▶ [Aim] Pick out and copy each line of the data below that contains the string "silver". Matching is case-sensitive.

▶ [Information given]

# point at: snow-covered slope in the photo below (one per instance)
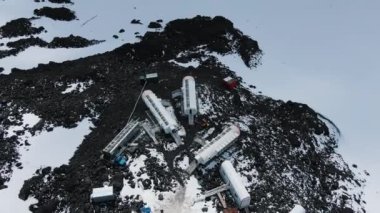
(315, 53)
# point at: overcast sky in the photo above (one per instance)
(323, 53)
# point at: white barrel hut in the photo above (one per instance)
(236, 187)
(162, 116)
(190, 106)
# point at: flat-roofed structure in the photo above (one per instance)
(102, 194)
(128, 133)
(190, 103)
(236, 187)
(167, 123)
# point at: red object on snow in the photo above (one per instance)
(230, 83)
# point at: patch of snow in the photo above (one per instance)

==

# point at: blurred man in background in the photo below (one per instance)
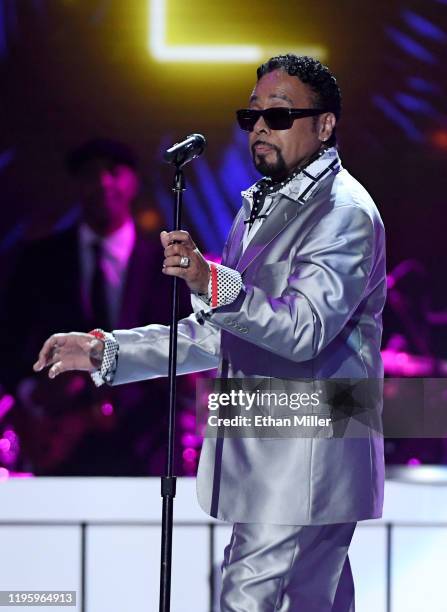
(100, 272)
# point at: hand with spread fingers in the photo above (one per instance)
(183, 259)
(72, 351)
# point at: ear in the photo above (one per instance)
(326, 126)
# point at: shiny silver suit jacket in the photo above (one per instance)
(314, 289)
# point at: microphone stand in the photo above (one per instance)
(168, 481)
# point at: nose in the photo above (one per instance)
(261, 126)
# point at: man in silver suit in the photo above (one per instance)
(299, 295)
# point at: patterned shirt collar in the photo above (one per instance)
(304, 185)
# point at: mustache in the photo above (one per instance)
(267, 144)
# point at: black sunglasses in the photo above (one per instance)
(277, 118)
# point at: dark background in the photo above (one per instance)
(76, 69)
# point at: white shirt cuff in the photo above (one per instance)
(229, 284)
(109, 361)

▶ [The result]
# point at: shiny silver suit jacket in the photo above (one per instance)
# point at: man in silver suit in the photo above (one per instance)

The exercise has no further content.